** Passage provided follows **

A novel blood test that measures genetic changes in circulating cancer DNA could help identify patients with metastatic breast cancer who could benefit from a change of treatment, new research has found.

Researchers funded by Cancer Research UK and Breast Cancer Now at the University of Leicester and Imperial College London demonstrated that a single blood test could detect and track alterations in 13 different genes, including some of the most important drivers of breast cancer such as the ERBB2 gene (HER2).

The test – one of a number of ‘liquid biopsies’ in development – can identify acquired changes to HER2 in patients with secondary breast cancer, indicating that HER2–targeted therapy, such as Herceptin, could be offered.

The test also detects mutations in the ESR1 gene, which has been linked to resistance to anti–hormone therapies such as aromatase inhibitors. Patients with this mutation could be eligible for a change of treatment to chemotherapy or other selective oestrogen receptor therapies such as fulvestrant (Faslodex).

This is the first time researchers have been able to analyse two types of acquired DNA mutation – called point mutations and copy number alterations (CNAs) – in a single blood test. However, further validation is needed to confirm its usefulness before any such test can be rolled out into the clinic.

** End of Passage provided **
** Material provided follows **

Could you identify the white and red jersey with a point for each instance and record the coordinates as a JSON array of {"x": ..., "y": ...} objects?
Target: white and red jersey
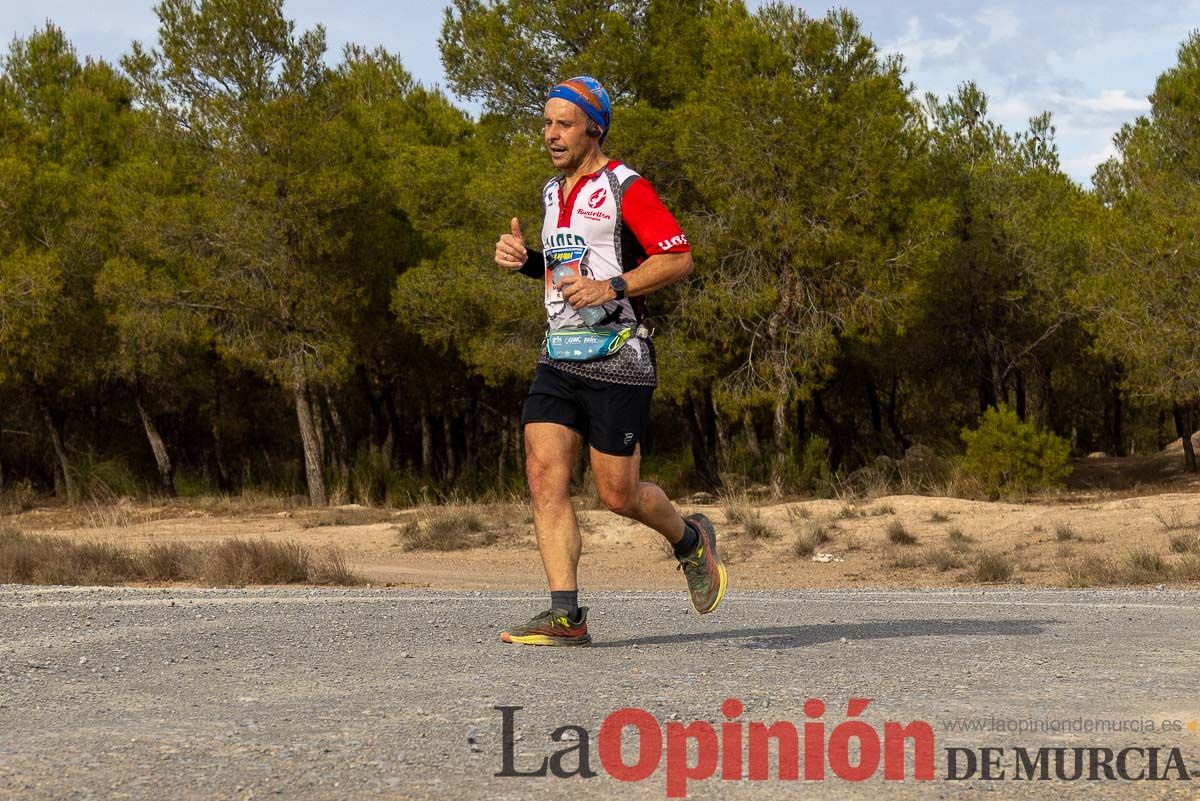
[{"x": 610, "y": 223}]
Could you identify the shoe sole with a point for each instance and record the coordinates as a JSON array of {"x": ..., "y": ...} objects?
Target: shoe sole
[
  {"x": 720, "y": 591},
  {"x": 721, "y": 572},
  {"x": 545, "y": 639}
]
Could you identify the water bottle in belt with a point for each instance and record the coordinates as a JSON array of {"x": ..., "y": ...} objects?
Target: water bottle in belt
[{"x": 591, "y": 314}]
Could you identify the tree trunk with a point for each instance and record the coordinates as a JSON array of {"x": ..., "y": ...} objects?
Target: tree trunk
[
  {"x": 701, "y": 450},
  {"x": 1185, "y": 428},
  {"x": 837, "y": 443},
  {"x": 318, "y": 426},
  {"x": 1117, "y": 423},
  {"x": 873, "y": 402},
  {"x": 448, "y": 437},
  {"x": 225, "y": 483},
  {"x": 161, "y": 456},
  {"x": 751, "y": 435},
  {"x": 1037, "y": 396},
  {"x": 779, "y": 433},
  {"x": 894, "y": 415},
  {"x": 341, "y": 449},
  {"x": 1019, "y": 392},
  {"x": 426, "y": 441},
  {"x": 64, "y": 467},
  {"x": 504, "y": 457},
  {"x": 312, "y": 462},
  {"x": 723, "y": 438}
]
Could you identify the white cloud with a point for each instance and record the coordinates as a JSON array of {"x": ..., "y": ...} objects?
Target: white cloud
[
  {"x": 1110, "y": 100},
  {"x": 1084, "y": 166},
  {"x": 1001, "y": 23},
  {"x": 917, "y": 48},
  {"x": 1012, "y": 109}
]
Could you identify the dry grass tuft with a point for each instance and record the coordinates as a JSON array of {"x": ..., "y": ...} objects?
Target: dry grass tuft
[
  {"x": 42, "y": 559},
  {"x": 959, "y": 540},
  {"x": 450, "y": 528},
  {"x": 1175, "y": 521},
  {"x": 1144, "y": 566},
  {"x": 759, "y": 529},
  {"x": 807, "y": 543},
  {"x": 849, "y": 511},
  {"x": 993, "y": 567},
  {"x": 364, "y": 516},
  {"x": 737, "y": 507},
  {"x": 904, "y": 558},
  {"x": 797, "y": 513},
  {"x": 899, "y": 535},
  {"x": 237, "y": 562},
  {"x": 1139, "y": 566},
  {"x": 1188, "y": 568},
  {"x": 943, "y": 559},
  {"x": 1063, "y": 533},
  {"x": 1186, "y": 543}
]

** End of Material provided **

● **Apply what you read**
(a) List every organization named in the passage on the breast cancer blood test.
(b) Quote the passage on the breast cancer blood test, starting at the words "The test – one" and ending after "as fulvestrant (Faslodex).".

● **Expected results**
(a)
Cancer Research UK
Breast Cancer Now
University of Leicester
Imperial College London

(b)
The test – one of a number of ‘liquid biopsies’ in development – can identify acquired changes to HER2 in patients with secondary breast cancer, indicating that HER2–targeted therapy, such as Herceptin, could be offered.

The test also detects mutations in the ESR1 gene, which has been linked to resistance to anti–hormone therapies such as aromatase inhibitors. Patients with this mutation could be eligible for a change of treatment to chemotherapy or other selective oestrogen receptor therapies such as fulvestrant (Faslodex).